Problem details:
Output the lines of the records below exactly, beginning at their first line and ending at the line with "positive clicks: (245, 247) (197, 259)"; include no pictures.

------------------------

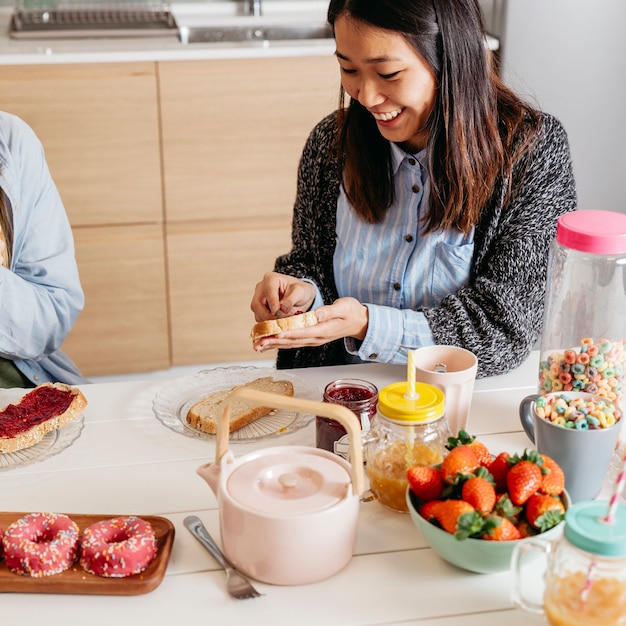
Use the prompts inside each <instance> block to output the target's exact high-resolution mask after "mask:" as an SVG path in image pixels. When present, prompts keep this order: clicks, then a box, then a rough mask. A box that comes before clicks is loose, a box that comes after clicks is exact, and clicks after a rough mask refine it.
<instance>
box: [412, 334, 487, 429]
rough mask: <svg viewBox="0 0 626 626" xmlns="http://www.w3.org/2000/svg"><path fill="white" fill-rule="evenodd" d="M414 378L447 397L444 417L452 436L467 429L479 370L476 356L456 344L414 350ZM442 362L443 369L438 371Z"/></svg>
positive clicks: (430, 347)
mask: <svg viewBox="0 0 626 626" xmlns="http://www.w3.org/2000/svg"><path fill="white" fill-rule="evenodd" d="M413 362H414V364H415V380H416V381H417V382H421V383H427V384H429V385H434V386H435V387H438V388H439V389H441V391H443V393H444V395H445V397H446V419H447V421H448V426H449V428H450V432H451V433H452V435H453V436H454V437H456V436H457V435H458V432H459V430H462V429H463V430H467V424H468V420H469V412H470V408H471V406H472V393H473V391H474V382H475V380H476V371H477V369H478V359H477V358H476V355H475V354H474V353H472V352H470V351H469V350H466V349H465V348H459V347H457V346H441V345H437V346H426V347H424V348H418V349H417V350H413ZM442 365H445V371H437V370H438V369H442V368H441V367H437V366H442Z"/></svg>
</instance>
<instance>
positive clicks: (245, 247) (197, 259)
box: [167, 222, 290, 365]
mask: <svg viewBox="0 0 626 626" xmlns="http://www.w3.org/2000/svg"><path fill="white" fill-rule="evenodd" d="M289 242H290V230H289V229H288V228H266V229H264V230H263V232H262V234H261V236H259V231H258V230H256V229H254V228H247V227H246V226H245V225H242V226H241V227H240V228H239V229H238V230H237V231H235V230H220V229H216V228H215V227H214V226H213V225H212V224H211V223H209V222H190V223H184V224H169V225H168V228H167V245H168V261H169V280H170V300H171V301H170V314H171V317H172V320H173V323H172V361H173V364H174V365H185V364H189V363H212V362H224V361H233V360H237V361H254V360H258V359H268V358H270V359H271V358H273V356H275V355H272V354H269V353H263V354H259V353H257V352H255V351H254V350H253V349H252V343H251V341H250V330H251V328H252V325H253V324H254V315H253V314H252V311H251V310H250V300H251V299H252V294H253V293H254V286H255V285H256V283H257V282H258V281H259V280H260V279H261V276H262V273H263V272H264V271H265V270H266V269H271V268H272V266H273V264H274V259H275V257H276V250H287V249H288V248H289Z"/></svg>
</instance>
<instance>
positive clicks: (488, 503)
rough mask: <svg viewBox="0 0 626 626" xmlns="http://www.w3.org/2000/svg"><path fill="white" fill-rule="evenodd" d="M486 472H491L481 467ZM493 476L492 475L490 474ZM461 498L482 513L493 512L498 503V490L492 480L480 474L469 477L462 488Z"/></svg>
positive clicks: (487, 474) (484, 472) (461, 492)
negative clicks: (489, 479) (496, 494)
mask: <svg viewBox="0 0 626 626" xmlns="http://www.w3.org/2000/svg"><path fill="white" fill-rule="evenodd" d="M479 469H482V470H483V471H484V473H485V474H486V475H487V476H489V473H488V472H487V471H486V470H485V468H484V467H480V468H479ZM489 478H491V476H489ZM461 498H462V499H463V500H465V502H469V503H470V504H471V505H472V506H473V507H474V508H475V509H476V510H477V511H480V512H481V513H483V514H484V513H491V511H492V510H493V507H494V505H495V503H496V490H495V489H494V487H493V484H492V483H491V481H490V480H489V479H488V478H486V477H485V476H484V475H482V474H479V475H476V476H472V477H471V478H468V479H467V480H466V481H465V482H464V483H463V487H462V489H461Z"/></svg>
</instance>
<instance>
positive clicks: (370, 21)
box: [251, 0, 576, 376]
mask: <svg viewBox="0 0 626 626" xmlns="http://www.w3.org/2000/svg"><path fill="white" fill-rule="evenodd" d="M328 21H329V23H330V24H331V26H332V28H333V31H334V36H335V43H336V51H335V56H336V57H337V61H338V64H339V72H340V76H341V90H340V94H339V95H340V99H339V102H340V103H341V104H342V106H341V107H340V108H339V109H338V111H337V112H335V113H332V114H330V115H328V116H327V117H326V118H324V119H323V120H322V121H321V122H319V123H318V124H317V126H316V127H315V128H314V129H313V131H312V132H311V134H310V135H309V137H308V139H307V142H306V144H305V147H304V150H303V152H302V157H301V159H300V165H299V169H298V186H297V194H296V200H295V205H294V212H293V222H292V249H291V251H290V252H288V253H287V254H284V255H282V256H280V257H279V258H278V259H277V260H276V262H275V265H274V271H271V272H267V273H266V274H265V275H264V276H263V278H262V280H261V281H260V282H259V283H258V284H257V286H256V288H255V292H254V295H253V298H252V302H251V309H252V311H253V313H254V317H255V320H256V321H257V322H261V321H265V320H268V319H273V318H280V317H284V316H287V315H293V314H295V313H297V312H298V311H302V312H303V311H308V310H311V309H313V310H315V313H316V317H317V319H318V324H317V325H315V326H310V327H308V328H304V329H298V330H290V331H285V332H282V333H279V334H277V335H274V336H272V337H263V338H261V339H259V340H257V341H256V342H255V343H254V348H255V350H257V351H260V352H262V351H264V350H269V349H275V348H278V350H279V351H278V357H277V367H279V368H293V367H310V366H320V365H335V364H342V363H350V362H355V361H372V362H383V363H399V364H400V363H406V361H407V351H408V350H409V349H413V348H418V347H421V346H428V345H432V344H445V345H456V346H461V347H463V348H466V349H468V350H470V351H471V352H473V353H474V354H476V356H477V357H478V376H489V375H494V374H500V373H503V372H506V371H508V370H510V369H513V368H514V367H516V366H517V365H519V364H520V363H521V362H522V361H523V360H524V359H525V358H526V357H527V356H528V354H529V352H530V350H531V349H532V347H533V345H534V344H535V342H536V340H537V338H538V335H539V332H540V331H541V324H542V316H543V299H544V294H545V283H546V269H547V262H548V249H549V245H550V242H551V240H552V239H553V238H554V235H555V232H556V224H557V220H558V218H559V216H560V215H562V214H563V213H566V212H568V211H572V210H575V208H576V189H575V183H574V176H573V169H572V162H571V154H570V148H569V142H568V138H567V134H566V132H565V130H564V129H563V127H562V125H561V124H560V122H559V121H558V120H556V119H555V118H554V117H552V116H551V115H549V114H547V113H543V112H542V111H539V110H537V109H536V108H535V107H533V106H531V105H530V104H528V103H526V102H524V101H523V100H522V99H521V98H519V97H518V96H517V95H516V94H515V93H513V92H512V91H511V90H510V89H509V88H508V87H506V86H505V85H504V84H502V82H501V81H500V79H499V77H498V75H497V72H496V71H495V68H494V66H493V64H492V62H491V59H490V56H489V52H488V51H487V50H486V46H485V32H484V28H483V24H482V18H481V12H480V6H479V5H478V2H476V0H330V3H329V7H328ZM343 103H346V106H344V105H343Z"/></svg>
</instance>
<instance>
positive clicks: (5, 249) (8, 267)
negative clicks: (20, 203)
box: [0, 189, 13, 269]
mask: <svg viewBox="0 0 626 626" xmlns="http://www.w3.org/2000/svg"><path fill="white" fill-rule="evenodd" d="M0 229H2V234H3V235H4V242H5V244H6V247H5V258H6V266H7V267H8V268H9V269H10V268H11V256H12V254H13V216H12V214H11V212H10V210H9V204H8V202H7V200H6V198H5V197H4V192H3V191H2V189H0Z"/></svg>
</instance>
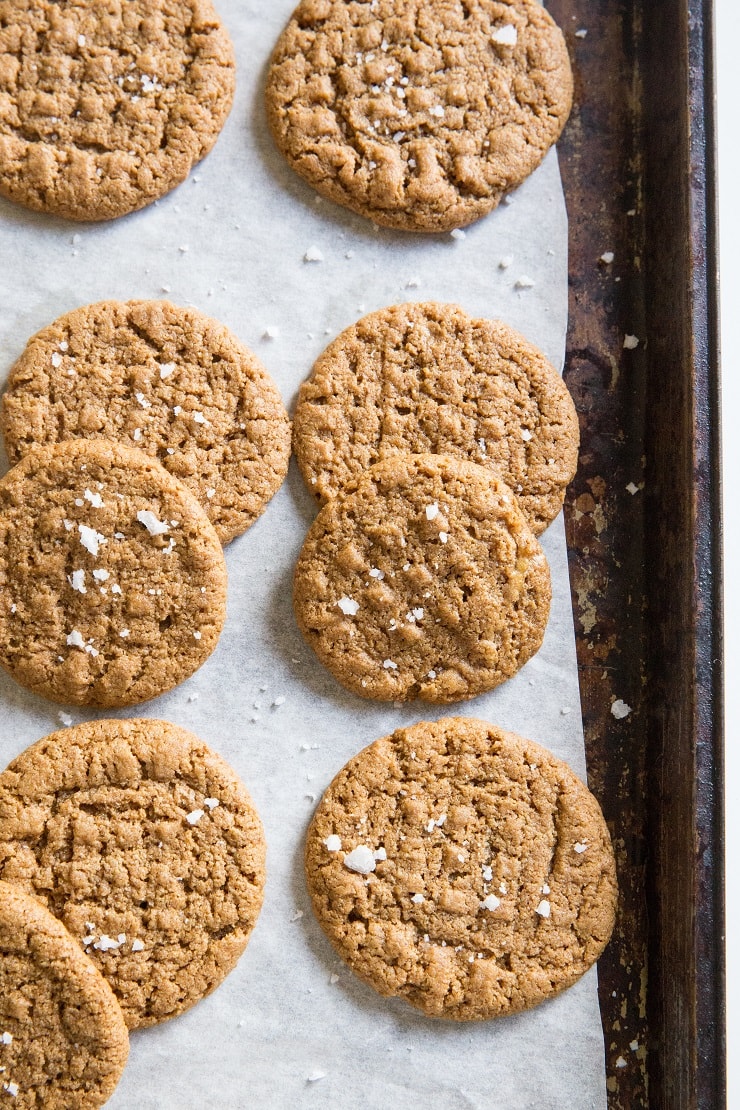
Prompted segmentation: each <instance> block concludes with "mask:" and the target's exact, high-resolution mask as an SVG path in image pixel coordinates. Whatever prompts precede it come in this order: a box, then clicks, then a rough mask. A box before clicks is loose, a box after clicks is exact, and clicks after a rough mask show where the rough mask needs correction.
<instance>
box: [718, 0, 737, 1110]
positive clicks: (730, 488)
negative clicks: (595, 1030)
mask: <svg viewBox="0 0 740 1110" xmlns="http://www.w3.org/2000/svg"><path fill="white" fill-rule="evenodd" d="M716 3H717V12H716V18H717V72H718V93H719V173H720V236H721V245H720V266H721V274H722V280H721V311H722V410H723V412H722V425H723V471H724V474H723V481H724V577H726V597H724V637H726V639H724V643H726V649H724V650H726V667H727V678H726V727H727V937H728V945H727V948H728V951H727V960H728V980H727V987H728V990H727V995H728V1079H729V1087H728V1106H729V1107H740V1059H739V1057H740V1051H739V1049H740V1002H739V998H738V996H739V992H740V953H739V952H738V941H739V939H740V930H739V929H738V926H737V921H738V911H739V910H740V872H739V870H738V868H737V866H736V861H737V859H738V854H739V852H740V814H739V811H738V805H737V798H738V793H739V791H740V753H739V750H738V739H737V731H738V723H739V722H740V588H739V584H738V583H737V581H736V579H734V575H736V568H737V561H736V557H734V553H736V552H737V549H738V542H739V539H740V499H739V498H738V494H737V490H736V488H734V483H736V482H737V481H738V478H740V436H738V435H737V432H736V428H737V426H738V421H739V420H740V311H739V310H740V211H739V210H738V180H739V179H740V131H739V129H738V111H737V104H738V100H739V99H740V71H739V69H738V59H737V47H738V42H740V7H739V6H738V2H737V0H716Z"/></svg>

------------------------

Finished task:
Use the prompts inside each <instance> block to output the target's exact high-resolution mask after "mask:" as an SVG path in image pixels. When present, prompts keep this order: clicks, then a box, then a rough mask. A box that comes before clicks is loose, a box that comes after clicks is exact, and clicks after a rough mask refine it.
<instance>
box: [412, 334, 487, 429]
rough mask: <svg viewBox="0 0 626 626" xmlns="http://www.w3.org/2000/svg"><path fill="white" fill-rule="evenodd" d="M414 378L447 397L444 417L452 436L467 429L479 370L476 356L456 344L414 350ZM442 362L443 369L438 371Z"/></svg>
positive clicks: (430, 347)
mask: <svg viewBox="0 0 626 626" xmlns="http://www.w3.org/2000/svg"><path fill="white" fill-rule="evenodd" d="M413 362H414V364H415V380H416V381H417V382H421V383H427V384H429V385H434V386H435V387H438V388H439V389H441V391H443V393H444V395H445V397H446V419H447V421H448V426H449V428H450V432H451V433H452V435H453V436H454V437H456V436H457V435H458V432H459V430H462V429H463V430H467V424H468V420H469V412H470V408H471V406H472V393H473V391H474V382H475V380H476V371H477V369H478V359H477V358H476V355H475V354H474V353H472V352H470V351H469V350H466V349H465V348H459V347H457V346H441V345H437V346H426V347H424V348H418V349H417V350H413ZM442 365H445V371H437V370H438V369H442V368H441V367H437V366H442Z"/></svg>
</instance>
<instance>
positive clicks: (245, 247) (197, 259)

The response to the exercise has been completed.